■ WHAT THE TASK ASKS ■
Pick out every line of the entries below where "shorts" occurs, and copy those lines.

# # #

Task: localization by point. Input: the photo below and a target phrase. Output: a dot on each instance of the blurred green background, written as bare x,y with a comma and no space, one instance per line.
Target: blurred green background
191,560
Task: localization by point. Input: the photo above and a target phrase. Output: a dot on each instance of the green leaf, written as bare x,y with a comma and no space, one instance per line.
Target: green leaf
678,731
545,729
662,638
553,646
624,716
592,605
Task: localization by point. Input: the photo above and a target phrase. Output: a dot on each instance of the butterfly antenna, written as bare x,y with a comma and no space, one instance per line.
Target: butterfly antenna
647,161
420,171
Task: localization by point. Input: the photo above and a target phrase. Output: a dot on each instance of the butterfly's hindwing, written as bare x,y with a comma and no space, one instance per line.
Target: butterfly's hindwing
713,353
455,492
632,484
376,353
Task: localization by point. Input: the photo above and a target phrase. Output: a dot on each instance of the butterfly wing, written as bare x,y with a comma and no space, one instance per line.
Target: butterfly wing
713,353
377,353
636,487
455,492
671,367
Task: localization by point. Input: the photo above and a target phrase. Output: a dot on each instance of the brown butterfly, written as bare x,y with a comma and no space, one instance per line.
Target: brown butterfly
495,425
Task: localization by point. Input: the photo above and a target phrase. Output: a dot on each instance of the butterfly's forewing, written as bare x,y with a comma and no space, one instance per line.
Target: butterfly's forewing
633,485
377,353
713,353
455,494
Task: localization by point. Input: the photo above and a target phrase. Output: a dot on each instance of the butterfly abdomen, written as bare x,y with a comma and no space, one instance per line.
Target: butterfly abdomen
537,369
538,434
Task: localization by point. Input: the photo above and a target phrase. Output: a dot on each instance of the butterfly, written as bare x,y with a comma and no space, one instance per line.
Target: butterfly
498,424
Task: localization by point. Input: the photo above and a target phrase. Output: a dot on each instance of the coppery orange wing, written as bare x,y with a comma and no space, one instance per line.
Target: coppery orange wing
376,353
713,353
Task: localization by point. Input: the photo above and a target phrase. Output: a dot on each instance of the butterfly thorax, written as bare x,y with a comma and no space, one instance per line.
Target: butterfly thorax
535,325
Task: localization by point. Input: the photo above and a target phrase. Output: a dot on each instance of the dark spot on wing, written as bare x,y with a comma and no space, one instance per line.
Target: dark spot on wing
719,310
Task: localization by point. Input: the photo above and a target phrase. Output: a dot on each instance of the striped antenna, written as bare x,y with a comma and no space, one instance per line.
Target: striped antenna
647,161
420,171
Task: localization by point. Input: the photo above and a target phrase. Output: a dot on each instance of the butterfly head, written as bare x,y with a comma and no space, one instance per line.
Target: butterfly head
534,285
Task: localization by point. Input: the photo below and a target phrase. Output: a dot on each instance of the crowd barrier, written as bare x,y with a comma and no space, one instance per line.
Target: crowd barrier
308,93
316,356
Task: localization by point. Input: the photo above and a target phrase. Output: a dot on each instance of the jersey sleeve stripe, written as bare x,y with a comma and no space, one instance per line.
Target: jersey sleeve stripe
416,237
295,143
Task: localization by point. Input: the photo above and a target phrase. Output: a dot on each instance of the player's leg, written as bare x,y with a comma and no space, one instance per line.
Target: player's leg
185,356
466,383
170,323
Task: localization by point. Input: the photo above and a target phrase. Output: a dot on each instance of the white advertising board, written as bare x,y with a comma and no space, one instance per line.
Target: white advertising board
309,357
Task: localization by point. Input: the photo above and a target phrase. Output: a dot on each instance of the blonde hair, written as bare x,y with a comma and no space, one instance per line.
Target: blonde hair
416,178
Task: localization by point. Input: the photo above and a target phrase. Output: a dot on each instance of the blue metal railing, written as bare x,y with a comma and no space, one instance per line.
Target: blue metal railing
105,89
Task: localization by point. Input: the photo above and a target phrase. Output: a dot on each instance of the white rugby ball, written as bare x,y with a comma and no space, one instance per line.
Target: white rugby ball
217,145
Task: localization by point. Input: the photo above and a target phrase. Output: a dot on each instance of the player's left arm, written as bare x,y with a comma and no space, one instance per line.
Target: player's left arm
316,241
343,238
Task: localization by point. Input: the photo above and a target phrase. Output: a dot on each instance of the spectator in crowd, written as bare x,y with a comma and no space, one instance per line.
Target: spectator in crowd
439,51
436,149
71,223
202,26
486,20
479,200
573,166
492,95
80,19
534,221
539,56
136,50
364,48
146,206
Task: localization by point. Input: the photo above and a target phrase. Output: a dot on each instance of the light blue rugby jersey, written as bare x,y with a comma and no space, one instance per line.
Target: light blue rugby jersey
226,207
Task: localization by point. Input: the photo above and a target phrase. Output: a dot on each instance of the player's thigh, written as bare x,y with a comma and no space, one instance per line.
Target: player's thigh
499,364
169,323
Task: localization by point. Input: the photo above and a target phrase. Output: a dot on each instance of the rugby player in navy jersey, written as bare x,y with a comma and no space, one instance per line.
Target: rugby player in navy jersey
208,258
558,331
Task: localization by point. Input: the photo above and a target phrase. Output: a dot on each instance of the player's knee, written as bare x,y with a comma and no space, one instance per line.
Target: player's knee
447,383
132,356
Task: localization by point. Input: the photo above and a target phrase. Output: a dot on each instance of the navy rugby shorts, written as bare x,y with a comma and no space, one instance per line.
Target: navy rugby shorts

# # #

■ RESPONSE FOR THIS EXERCISE ■
Task: localization by point. Input: the photo above and a target phrase. Output: a dot on each instance of the navy rugby shorts, written as bare x,y with a comma and no space, one instance per line.
Target: navy rugby shorts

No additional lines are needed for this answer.